EXERCICE ÉCRIT 1: D'après l'extrait sur le Sacrieur, combien de chrage l'état « chrargeur » permet-il par exemple de gagner pour une perte de 10 % de sa vie ?
EXERCICE ÉCRIT 2: Reprenez l'extrait sur le Sacrieur et poursuivez-le à partir de sa dernière phrase.

------ EXTRAIT DU DOCUMENT ------

Le Sacrieur doit se précipiter au coeur du combat pour briller.

Cela
implique donc que pour monter sa chrage, il faut « tanker » (donc se
faire frapper ici) par un ennemi plus fort ou plus d'ennemi et qu'évidemment,
plus on a d'ennemi au cac qui nous frappe, mieux c'est car là où c'est négatif
chez toutes les autres classes du jeu de se faire frapper généralement, il y a
un aspect positif chez le Sacrieur et c'est donc plus « rentable ».

Deuxièmement,
la jauge de chrage augmente selon les dégâts infligés au Sacrieur et non selon
le nombre de coups qu'il subit. Pour être plus précis, un coup qui fait perdre
1% de sa vie au Sacrieur fera monter sa jauge de chrage de 1%.

Okay, on a
une règle qui semble bien fonctionner, mais on se rend compte que pour arriver
à 100% de chrage, il faut arriver à 0% de HP, ce qui est assez ennuyeux vu que
c'est synonyme de mort (et il est dur de profiter de sa chrage une fois mort,
bien qu'un pouvoir spécial du Sacrieur me contredis sur ce coup-là ^^). La
solution simple serait de se dire : « Bah il suffit de soigner le
Sacrieur » et il pourra être à 100% de vie et 100% de chrage.

Ben non, ce
serait trop facile, il suffirait aux alliés de celui-ci du coup de le défoncer
en début de combat puis de le soigner. Non, la chrage est générée par la
douleur, si on se soigne, on perd donc la chrage d'autant qu'on se soulage de
la douleur !

En fait il
fallait que certaines actions permettent d'augmenter la génération de chrage
sans augmenter les dégâts reçu. C'est ainsi que l'état « chrargeur »
a été créé et permet aux Sacrieurs de gagner par exemple 12% de chrage pour une
perte de 10% de leur vie.

Certains sorts de feu appliquent l'état Chrargeur au Sacrieur.

Cela restait
tout de même insuffisant et compliqué à jouer et allait m'obliger à mettre l'état
chrargeur à toutes les branches élémentaires alors que je voulais la réserver à
la branche du feu (branche de la montée en chrage et de la douleur).

------ DONNÉES FOURNIES ------

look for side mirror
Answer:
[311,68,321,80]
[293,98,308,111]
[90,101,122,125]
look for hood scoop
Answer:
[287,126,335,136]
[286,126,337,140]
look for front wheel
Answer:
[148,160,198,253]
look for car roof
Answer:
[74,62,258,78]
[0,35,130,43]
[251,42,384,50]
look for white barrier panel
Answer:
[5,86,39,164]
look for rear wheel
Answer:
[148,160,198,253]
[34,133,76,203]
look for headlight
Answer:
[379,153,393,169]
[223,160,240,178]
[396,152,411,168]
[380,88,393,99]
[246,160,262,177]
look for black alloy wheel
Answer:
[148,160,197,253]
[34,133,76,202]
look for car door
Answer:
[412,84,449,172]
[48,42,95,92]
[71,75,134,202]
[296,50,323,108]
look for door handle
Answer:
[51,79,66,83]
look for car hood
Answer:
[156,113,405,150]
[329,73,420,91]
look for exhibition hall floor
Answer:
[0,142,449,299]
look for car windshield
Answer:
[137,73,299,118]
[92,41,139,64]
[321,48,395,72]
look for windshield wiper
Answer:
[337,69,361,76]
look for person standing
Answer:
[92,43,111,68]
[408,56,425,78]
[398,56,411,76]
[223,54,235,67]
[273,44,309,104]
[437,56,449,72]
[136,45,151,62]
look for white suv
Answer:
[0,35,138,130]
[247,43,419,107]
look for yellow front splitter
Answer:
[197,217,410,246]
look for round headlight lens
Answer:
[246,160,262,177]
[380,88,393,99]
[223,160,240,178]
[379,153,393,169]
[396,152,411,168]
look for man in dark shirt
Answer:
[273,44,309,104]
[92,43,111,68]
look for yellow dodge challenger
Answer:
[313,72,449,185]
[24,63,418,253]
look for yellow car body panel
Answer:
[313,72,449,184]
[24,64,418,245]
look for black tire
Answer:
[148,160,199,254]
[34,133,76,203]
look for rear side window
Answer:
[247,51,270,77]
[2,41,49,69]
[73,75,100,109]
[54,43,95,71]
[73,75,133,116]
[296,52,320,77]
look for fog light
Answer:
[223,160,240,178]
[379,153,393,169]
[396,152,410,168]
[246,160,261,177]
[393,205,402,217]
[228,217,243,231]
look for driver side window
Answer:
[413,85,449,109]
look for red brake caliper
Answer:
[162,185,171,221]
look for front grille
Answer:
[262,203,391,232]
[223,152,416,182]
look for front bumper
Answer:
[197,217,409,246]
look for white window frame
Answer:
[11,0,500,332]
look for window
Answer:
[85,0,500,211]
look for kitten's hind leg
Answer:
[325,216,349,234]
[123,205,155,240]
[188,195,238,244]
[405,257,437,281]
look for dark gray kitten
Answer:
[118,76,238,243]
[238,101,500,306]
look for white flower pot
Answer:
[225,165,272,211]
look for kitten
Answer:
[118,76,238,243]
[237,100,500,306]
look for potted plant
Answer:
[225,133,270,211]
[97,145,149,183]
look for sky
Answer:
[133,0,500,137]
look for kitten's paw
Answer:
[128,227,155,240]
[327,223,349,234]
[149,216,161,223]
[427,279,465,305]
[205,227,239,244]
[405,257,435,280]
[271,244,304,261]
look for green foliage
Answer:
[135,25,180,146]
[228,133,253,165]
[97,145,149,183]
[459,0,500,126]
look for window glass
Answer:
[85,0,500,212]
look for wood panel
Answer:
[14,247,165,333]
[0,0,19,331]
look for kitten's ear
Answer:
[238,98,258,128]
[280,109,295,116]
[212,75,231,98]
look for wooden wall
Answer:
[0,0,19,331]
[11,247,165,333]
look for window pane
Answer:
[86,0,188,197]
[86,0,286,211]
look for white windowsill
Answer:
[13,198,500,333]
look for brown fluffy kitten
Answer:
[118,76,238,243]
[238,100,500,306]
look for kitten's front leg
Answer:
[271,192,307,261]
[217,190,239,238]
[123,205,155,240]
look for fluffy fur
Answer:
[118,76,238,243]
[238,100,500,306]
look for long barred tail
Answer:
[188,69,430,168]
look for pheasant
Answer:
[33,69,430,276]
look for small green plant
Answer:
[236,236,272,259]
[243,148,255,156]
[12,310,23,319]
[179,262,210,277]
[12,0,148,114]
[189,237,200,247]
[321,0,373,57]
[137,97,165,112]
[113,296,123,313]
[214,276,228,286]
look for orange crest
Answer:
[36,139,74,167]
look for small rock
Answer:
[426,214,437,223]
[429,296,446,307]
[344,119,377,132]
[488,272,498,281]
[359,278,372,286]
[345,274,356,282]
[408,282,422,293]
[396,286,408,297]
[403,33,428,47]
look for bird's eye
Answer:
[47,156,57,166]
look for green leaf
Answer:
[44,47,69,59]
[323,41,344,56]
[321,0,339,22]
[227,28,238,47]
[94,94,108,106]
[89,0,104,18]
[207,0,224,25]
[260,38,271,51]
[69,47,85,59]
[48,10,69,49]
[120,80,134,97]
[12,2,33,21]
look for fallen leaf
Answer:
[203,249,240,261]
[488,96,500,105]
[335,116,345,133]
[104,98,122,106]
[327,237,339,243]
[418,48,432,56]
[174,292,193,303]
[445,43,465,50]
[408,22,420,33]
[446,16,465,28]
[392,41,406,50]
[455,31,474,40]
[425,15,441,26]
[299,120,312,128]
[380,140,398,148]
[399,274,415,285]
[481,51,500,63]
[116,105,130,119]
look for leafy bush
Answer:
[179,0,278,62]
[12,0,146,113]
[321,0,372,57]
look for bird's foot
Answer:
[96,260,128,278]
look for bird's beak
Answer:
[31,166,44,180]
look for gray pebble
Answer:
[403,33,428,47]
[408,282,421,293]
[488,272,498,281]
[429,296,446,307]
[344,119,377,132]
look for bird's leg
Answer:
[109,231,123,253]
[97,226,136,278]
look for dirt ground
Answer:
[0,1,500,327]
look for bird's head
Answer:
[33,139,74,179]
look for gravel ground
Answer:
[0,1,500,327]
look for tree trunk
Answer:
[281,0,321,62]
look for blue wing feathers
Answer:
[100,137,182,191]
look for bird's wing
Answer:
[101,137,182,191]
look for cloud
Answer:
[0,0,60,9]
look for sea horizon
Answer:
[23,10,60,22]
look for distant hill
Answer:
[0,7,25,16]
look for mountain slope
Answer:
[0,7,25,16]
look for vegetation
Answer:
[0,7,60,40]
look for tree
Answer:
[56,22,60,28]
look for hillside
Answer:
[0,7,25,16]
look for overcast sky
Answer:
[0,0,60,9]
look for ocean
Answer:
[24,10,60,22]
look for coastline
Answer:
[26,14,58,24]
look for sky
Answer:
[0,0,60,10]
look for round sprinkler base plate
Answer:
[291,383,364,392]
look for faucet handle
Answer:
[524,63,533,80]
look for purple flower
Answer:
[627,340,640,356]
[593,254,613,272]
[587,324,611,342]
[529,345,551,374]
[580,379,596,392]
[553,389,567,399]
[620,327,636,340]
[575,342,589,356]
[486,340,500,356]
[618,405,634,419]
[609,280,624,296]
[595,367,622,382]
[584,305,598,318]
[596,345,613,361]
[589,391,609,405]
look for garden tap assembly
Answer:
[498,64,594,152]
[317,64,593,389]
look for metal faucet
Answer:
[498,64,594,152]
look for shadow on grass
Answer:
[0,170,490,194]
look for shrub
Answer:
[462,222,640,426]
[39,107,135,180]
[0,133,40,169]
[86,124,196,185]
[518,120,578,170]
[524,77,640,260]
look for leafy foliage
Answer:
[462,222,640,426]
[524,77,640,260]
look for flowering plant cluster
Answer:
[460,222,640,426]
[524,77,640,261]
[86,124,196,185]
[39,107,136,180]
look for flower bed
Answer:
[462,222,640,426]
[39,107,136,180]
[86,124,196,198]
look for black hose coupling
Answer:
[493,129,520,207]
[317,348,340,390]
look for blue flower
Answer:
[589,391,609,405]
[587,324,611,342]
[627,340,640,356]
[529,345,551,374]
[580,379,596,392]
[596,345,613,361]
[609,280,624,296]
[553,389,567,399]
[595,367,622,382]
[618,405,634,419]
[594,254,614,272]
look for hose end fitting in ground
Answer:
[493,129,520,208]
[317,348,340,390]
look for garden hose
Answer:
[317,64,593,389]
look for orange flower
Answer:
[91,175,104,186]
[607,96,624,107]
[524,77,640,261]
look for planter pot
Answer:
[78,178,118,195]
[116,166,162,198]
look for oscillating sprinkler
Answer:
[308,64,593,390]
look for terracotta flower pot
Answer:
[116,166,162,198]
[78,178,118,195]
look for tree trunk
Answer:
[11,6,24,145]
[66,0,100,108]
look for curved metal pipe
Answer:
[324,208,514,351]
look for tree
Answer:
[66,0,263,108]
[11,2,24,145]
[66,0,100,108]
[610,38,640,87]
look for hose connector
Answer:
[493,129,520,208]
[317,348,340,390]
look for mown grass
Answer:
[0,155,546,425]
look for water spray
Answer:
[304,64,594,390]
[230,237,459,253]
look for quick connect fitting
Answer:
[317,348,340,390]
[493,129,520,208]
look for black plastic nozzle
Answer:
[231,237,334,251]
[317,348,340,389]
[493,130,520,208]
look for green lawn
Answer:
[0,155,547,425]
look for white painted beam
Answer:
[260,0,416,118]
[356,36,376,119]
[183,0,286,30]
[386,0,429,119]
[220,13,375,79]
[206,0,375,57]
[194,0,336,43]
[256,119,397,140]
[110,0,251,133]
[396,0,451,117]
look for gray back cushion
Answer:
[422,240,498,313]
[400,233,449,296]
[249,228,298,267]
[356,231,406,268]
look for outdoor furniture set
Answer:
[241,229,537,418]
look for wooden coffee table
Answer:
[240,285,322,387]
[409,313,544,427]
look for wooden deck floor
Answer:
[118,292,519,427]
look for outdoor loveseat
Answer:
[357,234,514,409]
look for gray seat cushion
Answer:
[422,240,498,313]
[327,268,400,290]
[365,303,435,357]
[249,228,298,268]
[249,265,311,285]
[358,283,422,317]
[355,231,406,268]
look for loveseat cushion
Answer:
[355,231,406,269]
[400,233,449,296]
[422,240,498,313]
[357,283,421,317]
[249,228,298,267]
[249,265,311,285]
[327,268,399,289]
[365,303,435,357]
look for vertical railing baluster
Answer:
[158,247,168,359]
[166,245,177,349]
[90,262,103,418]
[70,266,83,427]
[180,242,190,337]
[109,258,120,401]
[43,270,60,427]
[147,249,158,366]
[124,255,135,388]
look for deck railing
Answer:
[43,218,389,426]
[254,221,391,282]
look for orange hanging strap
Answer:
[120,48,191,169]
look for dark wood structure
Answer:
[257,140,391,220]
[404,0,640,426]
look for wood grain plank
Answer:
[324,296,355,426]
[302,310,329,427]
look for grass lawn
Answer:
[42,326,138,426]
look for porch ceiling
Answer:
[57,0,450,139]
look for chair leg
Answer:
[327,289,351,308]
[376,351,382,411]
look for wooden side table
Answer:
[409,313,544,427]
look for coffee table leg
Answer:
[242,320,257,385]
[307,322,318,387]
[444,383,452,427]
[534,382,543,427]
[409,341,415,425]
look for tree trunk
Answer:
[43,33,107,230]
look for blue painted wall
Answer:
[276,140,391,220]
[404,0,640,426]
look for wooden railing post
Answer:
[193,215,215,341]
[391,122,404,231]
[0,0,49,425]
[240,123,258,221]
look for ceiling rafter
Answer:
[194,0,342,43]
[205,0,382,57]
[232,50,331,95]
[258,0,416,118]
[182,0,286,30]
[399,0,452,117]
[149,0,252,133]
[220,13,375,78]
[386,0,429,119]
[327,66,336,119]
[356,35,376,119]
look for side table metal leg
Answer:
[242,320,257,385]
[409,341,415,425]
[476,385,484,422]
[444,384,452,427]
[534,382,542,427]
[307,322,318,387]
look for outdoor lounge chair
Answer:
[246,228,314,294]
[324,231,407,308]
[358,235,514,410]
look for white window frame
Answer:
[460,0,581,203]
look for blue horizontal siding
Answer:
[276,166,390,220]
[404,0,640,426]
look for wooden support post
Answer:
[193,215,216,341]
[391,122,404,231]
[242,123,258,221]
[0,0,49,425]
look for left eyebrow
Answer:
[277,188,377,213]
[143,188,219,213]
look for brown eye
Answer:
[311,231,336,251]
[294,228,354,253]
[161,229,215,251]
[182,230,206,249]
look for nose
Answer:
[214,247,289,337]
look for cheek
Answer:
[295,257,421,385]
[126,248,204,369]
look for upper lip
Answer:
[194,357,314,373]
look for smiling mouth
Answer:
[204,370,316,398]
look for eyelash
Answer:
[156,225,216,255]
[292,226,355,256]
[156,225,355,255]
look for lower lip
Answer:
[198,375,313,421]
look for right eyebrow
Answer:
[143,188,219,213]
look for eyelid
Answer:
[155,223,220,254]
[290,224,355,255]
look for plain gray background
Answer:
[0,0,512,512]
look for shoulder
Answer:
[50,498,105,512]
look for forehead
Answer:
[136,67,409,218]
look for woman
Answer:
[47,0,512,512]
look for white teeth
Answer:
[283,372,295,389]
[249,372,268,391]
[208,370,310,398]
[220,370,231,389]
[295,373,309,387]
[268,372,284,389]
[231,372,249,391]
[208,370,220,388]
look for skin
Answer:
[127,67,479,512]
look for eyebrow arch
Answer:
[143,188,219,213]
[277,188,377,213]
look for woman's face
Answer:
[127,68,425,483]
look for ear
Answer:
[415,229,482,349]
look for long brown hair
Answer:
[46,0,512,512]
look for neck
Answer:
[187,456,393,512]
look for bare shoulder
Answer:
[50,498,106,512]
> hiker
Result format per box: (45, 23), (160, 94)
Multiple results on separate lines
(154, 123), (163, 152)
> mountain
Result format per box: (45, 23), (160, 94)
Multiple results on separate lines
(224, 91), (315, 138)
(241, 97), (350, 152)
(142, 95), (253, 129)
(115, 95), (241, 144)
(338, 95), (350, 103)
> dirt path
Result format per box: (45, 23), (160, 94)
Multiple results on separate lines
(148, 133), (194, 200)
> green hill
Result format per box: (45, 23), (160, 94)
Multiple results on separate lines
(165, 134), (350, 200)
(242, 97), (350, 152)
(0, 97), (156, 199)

------

BONNE RÉPONSE 1: Il permet de gagner 12 % de chrage.

BONNE RÉPONSE 2:
Un autre
problème m'était aussi apparu : Le Sacrieur tank grâce à son gros pool de
HP (c'est la classe qui a le plus d'HP dans le jeu). Hors, plus le joueur
allait avoir d'HP, plus les attaques adverses n'allaient lui retirer qu'un pourcentage
faible de sa vie et donc générer peu de chrage !

La solution
qui me vient à l'esprit fut de changer légèrement la règle de base de la
génération de chrage : Au lieu de faire monter la jauge de chrage de 1%  si un coup qui faisait perdre 1% de sa vie au Sacrieur,
j'ai décidé que serait la perte d'1% de la vie sans boost qui ferait gagner 1%
de chrage.

La chrage permet de soulever des montagne. Réellement.

Du coup, si
grâce à ces spécialités et son équipement, un Sacrieur de 100HP passe à 200HP,
quand il subit une attaque qui lui fait perdre 20HP, au lieu de gagner
seulement 10% de chrage, il en gagnera 20 !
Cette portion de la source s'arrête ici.